Methods: This study was a case-control design and included 44 type 1 diabetic patients as well as 44 non-diabetic controls. Patients and controls were matched for age, gender and body mass index (BMI). Data were obtained from questionnaire interview, and biochemical analysis of blood samples.
Results: Serum vitamin D was significantly lower in diabetic patients compared to non-diabetic controls (34.1 ± 19.1 versus 43.9 ± 16.9 ng/dl, P=0.012). The number of patients having vitamin D deficient, insufficient and sufficient were 5 (11.4%), 20 (45.5%) and 19 (43.2%) compared to controls of 0 (0.0%), 13 (29.5%) and 31 (70.5%), respectively (c2(corrected)=6.711, P=0.035). Serum glucose, glycated hemoglobin (HbA1c), serum insulin, alkaline phosphatase (ALP), cholesterol, triglycerides and low-density lipoprotein cholesterol (LDL-C) were significantly higher in patients than in controls whereas serum calcium was significantly lower in patients. Serum vitamin D showed significant negative correlations with HbA1c (r=-0.258, P=0.015), insulin (r=-0.257, P=0.016) and LDL-C (r=- 0.281, P=0.008) whereas significant positive correlation was found with calcium (r=0.251, P=0.018).
Conclusion: The relationship of vitamin D with HbA1c, LDL-C and calcium suggests that vitamin D and/or calcium system may represent a future target for the design of novel therapeutic strategies for patients with type 1 Diabetes.
Serum vitamin D, metabolic profile, type 1 diabetes, Gaza Strip
Diabetes mellitus is a chronic and complex health condition characterized by hyperglycemia. Two main types of diabetes were identified: type 1 diabetes, associated with lack of or sever reduction in insulin secretion and type 2 diabetes where the cause is a result of both insulin resistance and insulin deficiency [1]. Type 1 diabetes is due to autoimmune or viral destructions of the pancreatic β-cells and usually strikes children and young adults, although disease onset can occur at any age [2]. Patients with type 1 diabetes accounts for 5-10% of diabetes and usually require insulin therapy [3].
In type 1 diabetes where insulin secretion is defective, the combination of increased hepatic glucose output and reduced peripheral tissues uptake leads to elevated blood glucose levels [4]. The increased availability of free fatty acids and ketone bodies exacerbates the reduced utilization of glucose, furthering the ensuing hyperglycemia. Production of ketone bodies in excess of the body’s ability to utilize them leads to ketoacidosis [5]. Diabetic ketoacidosis is a state of severe insulin deficiency, with reduced lipoprotein lipase activity as a consequence, as insulin usually stimulates its activity. This reduced enzyme activity leads to profound decreases in triglyceride-rich lipoproteins (chylomicrons, very low-density lipoproteins) catabolism which is, by far, the main factor leading to hypertriglyceridemia [6]. In addition, disturbance in blood electrolytes was also reported in diabetic patients [7].

◆ Task instructions: Please continue the vitamin D study, picking up after its final sentence. The rows after this point have no connection to the vitamin D study.

◆ Information provided:
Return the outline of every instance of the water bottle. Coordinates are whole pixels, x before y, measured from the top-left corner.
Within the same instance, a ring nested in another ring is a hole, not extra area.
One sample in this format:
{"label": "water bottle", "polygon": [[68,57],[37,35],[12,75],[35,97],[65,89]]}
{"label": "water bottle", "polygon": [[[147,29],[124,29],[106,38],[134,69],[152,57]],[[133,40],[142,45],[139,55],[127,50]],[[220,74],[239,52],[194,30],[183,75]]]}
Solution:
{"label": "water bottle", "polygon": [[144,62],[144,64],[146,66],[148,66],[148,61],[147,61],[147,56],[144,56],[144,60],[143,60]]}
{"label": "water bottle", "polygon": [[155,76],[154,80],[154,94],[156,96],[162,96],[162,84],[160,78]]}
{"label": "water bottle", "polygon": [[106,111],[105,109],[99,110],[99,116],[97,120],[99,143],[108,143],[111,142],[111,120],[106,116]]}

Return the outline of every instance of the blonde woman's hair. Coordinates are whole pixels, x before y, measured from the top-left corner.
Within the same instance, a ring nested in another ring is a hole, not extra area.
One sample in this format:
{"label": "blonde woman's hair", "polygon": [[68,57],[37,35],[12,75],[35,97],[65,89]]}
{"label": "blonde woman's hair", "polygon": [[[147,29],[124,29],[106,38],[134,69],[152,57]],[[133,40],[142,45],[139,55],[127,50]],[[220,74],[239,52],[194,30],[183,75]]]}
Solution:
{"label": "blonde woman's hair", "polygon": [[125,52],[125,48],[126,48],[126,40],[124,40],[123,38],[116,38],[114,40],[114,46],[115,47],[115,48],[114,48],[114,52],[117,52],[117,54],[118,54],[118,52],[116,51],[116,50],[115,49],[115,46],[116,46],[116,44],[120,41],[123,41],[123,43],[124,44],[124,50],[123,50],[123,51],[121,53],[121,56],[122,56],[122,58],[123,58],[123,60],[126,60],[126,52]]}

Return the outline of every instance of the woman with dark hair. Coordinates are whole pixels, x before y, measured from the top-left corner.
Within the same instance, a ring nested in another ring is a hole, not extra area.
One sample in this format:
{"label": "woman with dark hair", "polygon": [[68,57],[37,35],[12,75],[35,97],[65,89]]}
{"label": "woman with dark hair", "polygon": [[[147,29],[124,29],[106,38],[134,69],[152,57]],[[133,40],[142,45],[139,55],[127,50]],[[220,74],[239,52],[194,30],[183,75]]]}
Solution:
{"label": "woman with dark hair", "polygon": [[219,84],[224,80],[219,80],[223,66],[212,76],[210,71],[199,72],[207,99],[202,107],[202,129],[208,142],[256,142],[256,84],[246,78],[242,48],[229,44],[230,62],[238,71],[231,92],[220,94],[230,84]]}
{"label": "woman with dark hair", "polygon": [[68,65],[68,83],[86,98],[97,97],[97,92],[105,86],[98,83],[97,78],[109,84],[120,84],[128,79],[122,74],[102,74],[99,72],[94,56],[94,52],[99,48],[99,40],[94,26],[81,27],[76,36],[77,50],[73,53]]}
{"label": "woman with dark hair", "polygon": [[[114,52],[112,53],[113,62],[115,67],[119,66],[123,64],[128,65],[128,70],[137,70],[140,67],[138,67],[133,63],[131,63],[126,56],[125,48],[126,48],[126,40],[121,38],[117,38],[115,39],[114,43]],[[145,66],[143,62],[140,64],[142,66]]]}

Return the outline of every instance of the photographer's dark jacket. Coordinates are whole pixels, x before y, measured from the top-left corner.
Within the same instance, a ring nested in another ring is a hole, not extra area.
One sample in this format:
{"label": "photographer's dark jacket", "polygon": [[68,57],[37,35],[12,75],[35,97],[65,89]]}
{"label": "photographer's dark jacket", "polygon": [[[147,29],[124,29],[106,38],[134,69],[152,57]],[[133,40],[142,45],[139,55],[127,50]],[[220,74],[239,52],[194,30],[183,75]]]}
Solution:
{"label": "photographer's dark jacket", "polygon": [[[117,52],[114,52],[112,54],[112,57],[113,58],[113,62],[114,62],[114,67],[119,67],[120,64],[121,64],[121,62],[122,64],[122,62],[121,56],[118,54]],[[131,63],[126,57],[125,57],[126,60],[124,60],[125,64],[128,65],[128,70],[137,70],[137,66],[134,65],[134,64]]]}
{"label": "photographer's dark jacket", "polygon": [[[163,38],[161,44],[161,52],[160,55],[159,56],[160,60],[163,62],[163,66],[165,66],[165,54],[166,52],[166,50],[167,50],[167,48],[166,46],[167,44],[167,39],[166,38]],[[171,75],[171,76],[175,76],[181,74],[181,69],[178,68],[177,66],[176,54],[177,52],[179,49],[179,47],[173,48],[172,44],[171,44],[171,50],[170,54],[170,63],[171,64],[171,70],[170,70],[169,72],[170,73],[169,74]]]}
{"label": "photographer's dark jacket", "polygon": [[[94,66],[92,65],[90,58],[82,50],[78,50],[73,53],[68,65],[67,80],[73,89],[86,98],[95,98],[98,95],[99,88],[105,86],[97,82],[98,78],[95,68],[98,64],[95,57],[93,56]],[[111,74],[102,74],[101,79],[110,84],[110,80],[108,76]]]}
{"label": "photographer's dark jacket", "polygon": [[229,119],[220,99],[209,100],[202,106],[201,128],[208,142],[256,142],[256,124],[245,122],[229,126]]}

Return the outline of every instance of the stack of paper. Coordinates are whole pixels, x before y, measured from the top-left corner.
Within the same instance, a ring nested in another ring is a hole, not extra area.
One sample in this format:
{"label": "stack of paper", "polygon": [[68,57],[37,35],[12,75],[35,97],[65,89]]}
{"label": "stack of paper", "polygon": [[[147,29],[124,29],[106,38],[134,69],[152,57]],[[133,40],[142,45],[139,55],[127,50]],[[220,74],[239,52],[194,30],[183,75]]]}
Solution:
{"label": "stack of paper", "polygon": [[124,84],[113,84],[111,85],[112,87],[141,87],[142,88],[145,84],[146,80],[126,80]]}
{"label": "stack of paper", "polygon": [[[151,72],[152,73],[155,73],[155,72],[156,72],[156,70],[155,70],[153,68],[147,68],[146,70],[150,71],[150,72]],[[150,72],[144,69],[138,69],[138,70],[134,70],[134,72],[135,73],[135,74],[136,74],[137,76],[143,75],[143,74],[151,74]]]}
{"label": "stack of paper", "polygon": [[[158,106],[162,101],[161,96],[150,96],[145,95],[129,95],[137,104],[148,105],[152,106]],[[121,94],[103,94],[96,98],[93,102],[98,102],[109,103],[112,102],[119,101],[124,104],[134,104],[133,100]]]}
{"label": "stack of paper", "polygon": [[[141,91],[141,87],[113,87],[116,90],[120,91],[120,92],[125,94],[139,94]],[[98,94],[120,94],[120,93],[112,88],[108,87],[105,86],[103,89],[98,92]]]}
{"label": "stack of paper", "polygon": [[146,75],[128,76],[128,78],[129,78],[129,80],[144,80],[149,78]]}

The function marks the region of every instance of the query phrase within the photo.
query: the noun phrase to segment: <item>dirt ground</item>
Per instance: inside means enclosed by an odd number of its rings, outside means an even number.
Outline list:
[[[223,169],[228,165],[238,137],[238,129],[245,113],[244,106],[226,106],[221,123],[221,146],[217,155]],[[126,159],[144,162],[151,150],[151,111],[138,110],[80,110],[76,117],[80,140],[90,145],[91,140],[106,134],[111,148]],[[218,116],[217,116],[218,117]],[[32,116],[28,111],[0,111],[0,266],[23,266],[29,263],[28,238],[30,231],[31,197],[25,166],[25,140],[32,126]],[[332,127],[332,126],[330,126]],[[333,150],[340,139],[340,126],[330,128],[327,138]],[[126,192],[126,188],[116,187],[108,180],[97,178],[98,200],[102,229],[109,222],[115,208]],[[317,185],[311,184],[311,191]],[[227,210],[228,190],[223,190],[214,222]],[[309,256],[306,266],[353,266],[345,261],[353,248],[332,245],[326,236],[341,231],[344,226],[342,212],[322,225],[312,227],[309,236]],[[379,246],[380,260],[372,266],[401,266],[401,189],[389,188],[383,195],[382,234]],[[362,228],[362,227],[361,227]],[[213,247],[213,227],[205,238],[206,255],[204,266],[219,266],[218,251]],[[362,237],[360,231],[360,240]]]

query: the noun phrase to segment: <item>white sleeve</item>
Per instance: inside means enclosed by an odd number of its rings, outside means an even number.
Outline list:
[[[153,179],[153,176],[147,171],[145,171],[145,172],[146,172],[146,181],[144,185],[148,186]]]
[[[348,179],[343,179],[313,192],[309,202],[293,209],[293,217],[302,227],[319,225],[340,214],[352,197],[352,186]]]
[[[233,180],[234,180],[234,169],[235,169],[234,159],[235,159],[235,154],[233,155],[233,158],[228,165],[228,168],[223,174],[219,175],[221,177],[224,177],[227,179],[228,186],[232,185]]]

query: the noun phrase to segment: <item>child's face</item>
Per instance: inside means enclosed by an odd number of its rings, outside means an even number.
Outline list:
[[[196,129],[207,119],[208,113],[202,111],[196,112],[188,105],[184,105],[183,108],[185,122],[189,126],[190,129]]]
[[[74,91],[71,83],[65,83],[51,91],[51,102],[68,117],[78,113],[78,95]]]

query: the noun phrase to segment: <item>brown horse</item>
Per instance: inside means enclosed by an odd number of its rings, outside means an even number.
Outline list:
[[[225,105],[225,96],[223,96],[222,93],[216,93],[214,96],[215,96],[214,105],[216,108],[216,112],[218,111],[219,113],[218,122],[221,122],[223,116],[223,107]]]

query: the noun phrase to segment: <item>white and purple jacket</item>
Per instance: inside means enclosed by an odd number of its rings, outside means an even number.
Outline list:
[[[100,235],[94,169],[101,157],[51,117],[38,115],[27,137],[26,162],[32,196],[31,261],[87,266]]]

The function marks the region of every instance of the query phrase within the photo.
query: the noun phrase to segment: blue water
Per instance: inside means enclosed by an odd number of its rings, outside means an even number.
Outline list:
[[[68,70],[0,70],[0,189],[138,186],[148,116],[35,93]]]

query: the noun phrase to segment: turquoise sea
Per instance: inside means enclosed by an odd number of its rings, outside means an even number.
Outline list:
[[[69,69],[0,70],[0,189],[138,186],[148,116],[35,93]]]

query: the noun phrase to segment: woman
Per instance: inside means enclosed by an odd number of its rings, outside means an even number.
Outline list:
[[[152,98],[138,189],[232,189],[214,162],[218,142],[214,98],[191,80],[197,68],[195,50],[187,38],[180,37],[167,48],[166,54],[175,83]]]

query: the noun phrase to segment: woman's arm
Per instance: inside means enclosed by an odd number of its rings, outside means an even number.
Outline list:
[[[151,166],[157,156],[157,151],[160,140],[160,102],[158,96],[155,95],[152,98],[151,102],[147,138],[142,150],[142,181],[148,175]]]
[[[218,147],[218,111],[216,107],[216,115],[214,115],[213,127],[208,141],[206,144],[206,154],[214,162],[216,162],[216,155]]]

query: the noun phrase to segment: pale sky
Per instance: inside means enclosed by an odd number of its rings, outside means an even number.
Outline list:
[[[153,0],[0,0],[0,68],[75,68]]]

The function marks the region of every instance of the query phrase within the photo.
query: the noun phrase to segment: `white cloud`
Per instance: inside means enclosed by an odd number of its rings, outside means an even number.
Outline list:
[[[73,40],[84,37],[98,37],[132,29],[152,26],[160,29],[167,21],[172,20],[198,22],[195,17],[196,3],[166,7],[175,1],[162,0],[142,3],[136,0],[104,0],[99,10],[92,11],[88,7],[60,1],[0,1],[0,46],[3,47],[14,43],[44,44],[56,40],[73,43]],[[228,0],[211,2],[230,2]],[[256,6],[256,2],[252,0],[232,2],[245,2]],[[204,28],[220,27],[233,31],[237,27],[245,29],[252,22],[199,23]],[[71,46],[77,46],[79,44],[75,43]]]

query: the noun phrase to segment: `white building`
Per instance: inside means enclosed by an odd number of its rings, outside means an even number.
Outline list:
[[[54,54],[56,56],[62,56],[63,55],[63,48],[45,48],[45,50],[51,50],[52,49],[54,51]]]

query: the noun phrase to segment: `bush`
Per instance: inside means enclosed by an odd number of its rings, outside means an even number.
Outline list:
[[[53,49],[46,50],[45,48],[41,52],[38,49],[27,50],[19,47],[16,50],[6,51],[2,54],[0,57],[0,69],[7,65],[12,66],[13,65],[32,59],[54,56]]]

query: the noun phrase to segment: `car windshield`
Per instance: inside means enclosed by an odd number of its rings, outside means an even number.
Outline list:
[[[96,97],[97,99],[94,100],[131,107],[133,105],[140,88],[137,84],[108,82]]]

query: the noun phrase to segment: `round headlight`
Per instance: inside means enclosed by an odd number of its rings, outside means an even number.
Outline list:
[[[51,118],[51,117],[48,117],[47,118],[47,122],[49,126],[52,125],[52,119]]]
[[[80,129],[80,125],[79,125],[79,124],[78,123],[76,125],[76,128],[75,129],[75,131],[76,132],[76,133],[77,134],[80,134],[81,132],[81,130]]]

◆ Answer to this task:
Vitamin D, a lipid-soluble vitamin, plays an essential role in maintaining skeletal integrity and function. Since foods containing natural vitamin D are rare, the primary source of vitamin D remains its nonenzymatic dermal synthesis through exposure to ultraviolet rays in sunlight [8]. Recently, extraskeletal effects of vitamin D have been recognized, and are now attracting interest of medical and nutritional communities as knowledge emerges of its association with many chronic diseases. Accumulating data showed that vitamin D status is positively correlated with health conditions such as cancer, immunity disorders, diabetes, muscle disorders and cardiovascular disease [9].
In the last decade, special interest has been paid to the involvement of vitamin D in type 1 diabetes. Epidemiologic studies showed that the population in countries with a high prevalence of type 1 diabetes is commonly vitamin D deficient, suggesting a strong relationship of vitamin D with type 1 diabetes [10,11]. Indeed, patients with type 1 diabetes are significantly more likely to have a lower serum vitamin D levels compared to non-diabetics [12]. In this context, global studies revealed a strong positive association of vitamin D with β-cell function [13]. It is hypothesized that vitamin D may have a therapeutic role in type 1 diabetes via its immune-modulatory properties [14]. In Gaza Strip, the published studies on vitamin D and diabetes are rare. To the best of our knowledge, only one study has recently been published on vitamin D status in type 2 diabetes [15]. Therefore, this study is the first to assess serum vitamin D and its relation to metabolic profile in type 1 diabetic patients from Gaza strip.
Study design and study population
The present study is a case-control design. The study population comprised type 1 diabetic patients aged 18-35 years who were referred to various diabetic care units in Gaza Strip (the representative clinics for diabetic patients in Gaza Strip). Patients with type 2 diabetes, pregnant women and patients who take hormone replacement therapy or corticosteroid therapy were excluded. Control group included non-diabetic apparently healthy persons.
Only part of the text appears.